▶ [Description of the task] Rewrite the entries below, changing every "bulletin board" to "notice board" and keeping everything else the same. Omit the pictures from your answer.

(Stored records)
————————

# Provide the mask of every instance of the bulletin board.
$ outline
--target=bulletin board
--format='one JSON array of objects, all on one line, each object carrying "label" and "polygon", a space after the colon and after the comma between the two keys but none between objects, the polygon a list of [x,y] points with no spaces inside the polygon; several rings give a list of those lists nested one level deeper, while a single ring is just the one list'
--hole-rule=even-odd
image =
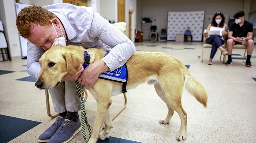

————————

▶ [Task response]
# Provide the mask of every instance of the notice board.
$ outline
--target=notice board
--format='one JSON array of objects, all on one line, each object carrying "label" and "polygon", a space after the colon and after the comma between the two keys but none between objects, the polygon a list of [x,y] points with no spaces inside the polygon; several rings give a list of those lists nested one level deeper, while a single ring is just the one list'
--hole-rule=even-odd
image =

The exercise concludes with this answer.